_What needs to be done_: Which lines in the data below contain the word "colored"? Extract each of them.

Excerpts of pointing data
-- BEGIN --

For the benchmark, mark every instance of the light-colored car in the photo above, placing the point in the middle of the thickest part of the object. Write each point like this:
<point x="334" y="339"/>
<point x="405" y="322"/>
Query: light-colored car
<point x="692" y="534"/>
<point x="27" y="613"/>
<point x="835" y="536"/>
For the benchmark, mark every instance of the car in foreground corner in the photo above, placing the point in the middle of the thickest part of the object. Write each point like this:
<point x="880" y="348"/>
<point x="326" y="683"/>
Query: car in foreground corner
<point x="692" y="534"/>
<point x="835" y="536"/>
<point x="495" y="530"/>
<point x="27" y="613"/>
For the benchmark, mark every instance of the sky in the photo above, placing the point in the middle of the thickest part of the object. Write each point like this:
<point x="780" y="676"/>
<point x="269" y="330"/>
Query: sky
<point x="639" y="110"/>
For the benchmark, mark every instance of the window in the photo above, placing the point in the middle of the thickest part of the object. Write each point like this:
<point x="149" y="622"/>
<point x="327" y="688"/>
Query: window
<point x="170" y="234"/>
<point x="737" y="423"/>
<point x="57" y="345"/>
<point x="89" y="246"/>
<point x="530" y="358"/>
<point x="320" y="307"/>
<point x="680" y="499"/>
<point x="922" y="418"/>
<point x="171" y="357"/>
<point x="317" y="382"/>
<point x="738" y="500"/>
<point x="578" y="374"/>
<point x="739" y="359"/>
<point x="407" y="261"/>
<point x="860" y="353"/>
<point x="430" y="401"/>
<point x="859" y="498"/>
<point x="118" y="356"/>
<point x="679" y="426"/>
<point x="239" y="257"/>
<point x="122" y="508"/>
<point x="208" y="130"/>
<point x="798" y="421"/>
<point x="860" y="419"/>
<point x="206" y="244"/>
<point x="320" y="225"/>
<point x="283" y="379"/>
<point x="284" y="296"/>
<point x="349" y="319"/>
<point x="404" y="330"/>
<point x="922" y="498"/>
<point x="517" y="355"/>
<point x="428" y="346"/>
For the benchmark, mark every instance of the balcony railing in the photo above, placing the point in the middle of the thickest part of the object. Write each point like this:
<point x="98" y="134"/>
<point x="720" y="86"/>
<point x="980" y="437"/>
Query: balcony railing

-- END --
-- BEGIN --

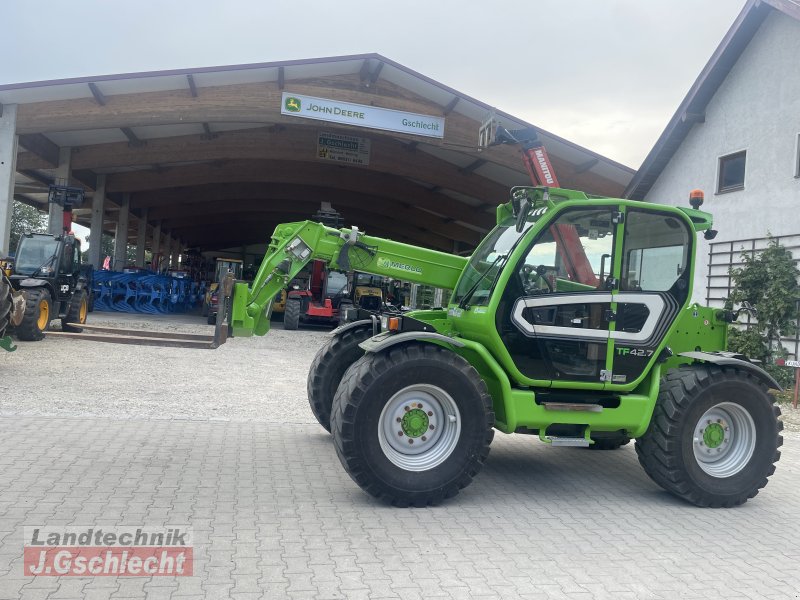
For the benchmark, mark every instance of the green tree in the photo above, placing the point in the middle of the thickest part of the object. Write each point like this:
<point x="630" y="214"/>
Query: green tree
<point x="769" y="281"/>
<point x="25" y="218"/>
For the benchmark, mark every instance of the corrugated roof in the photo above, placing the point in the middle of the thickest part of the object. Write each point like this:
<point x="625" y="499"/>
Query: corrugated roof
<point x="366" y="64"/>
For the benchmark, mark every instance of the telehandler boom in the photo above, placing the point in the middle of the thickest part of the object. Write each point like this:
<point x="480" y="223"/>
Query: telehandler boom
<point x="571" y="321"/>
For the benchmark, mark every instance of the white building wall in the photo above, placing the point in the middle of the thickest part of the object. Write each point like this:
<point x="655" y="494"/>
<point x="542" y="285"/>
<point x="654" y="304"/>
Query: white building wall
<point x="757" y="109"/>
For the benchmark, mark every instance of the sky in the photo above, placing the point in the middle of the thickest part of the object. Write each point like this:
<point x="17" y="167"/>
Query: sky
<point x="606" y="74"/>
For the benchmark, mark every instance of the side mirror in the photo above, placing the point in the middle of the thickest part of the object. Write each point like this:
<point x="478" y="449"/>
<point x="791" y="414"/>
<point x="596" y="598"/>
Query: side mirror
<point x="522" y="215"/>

-- END --

_Solution to this problem_:
For the benchmark, mark every instance of the light-colored car in the photo above, placing the point in the middle of the thickest part of the object. Write each point like this:
Query: light-colored car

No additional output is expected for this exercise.